GW Pharmaceuticals (GWPH) hit paydirt when its crown jewel -- Epidiolex -- became the first cannabidiol-derived drug approved by the U.S. Food and Drug Administration (FDA). Epidiolex is a treatment for seizures in patients with Lennox-Gastaut syndrome (LGS) and Dravet syndrome, both of which are rare forms of epilepsy. After its initial launch in late 2018, Epidiolex started racking up strong and growing sales. However, the drug's sales growth has been decelerating every quarter, which is reflected in GW Pharmaceuticals' revenue growth. 

GW Pharmaceuticals' shares are down by about 13% since the launch of Epidiolex in November 2018, whereas the S&P 500 index is up by about 22% over the same period. And with the company's decelerating revenue growth, it is worth wondering whether GW Pharmaceuticals is worth investing in today.

Quarter Sequential revenue growth
Q1 2019 485%
Q2 2019 83.7%
Q3 2019 26.4%
Q4 2019 18.7%

Data Source: GW Pharmaceuticals Investor Presentation -- January 2020.

Epidiolex's European launch 

So far, sales of Epidiolex have only been in the U.S. However, in September 2019, GW Pharmaceuticals received approval from the European Medicines Agency (EMA) for Epidiolex (where it goes by the name of Epydiolex). The drug became the first and only approved treatment for seizures associated with LGS or Dravet syndrome in Europe. GW Pharmaceuticals is currently in the process of launching Epidiolex across five major European markets, including France and Germany. Once Epidiolex is launched across Europe, sales of the drug should pick up once again.

Two cannabis leaves on top of a $100 dollar bill.

Image Source: Getty Images.

Extracted data entries:

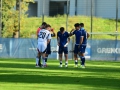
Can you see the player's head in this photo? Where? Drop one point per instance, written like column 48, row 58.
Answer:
column 62, row 29
column 48, row 27
column 43, row 25
column 77, row 26
column 81, row 24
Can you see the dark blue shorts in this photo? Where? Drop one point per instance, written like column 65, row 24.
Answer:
column 76, row 49
column 48, row 50
column 63, row 49
column 82, row 48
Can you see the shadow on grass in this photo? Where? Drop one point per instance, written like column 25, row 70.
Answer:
column 55, row 67
column 42, row 79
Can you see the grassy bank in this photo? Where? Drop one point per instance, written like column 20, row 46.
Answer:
column 100, row 25
column 21, row 74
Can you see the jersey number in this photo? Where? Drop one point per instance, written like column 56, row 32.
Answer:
column 42, row 35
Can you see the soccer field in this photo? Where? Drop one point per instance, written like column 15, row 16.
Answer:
column 21, row 74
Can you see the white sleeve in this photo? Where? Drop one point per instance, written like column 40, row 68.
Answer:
column 49, row 36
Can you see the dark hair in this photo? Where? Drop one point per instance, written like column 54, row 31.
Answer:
column 44, row 23
column 47, row 25
column 62, row 29
column 76, row 24
column 82, row 24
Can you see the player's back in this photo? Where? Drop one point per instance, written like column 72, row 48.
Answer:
column 77, row 35
column 84, row 34
column 63, row 37
column 43, row 35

WHAT TO WORK ON: Write out the portion of the GW Pharmaceuticals article that begins at the words "Quarter Sequential revenue" and stops after the words "-- January 2020.".

SOLVED PROBLEM:
Quarter Sequential revenue growth
Q1 2019 485%
Q2 2019 83.7%
Q3 2019 26.4%
Q4 2019 18.7%

Data Source: GW Pharmaceuticals Investor Presentation -- January 2020.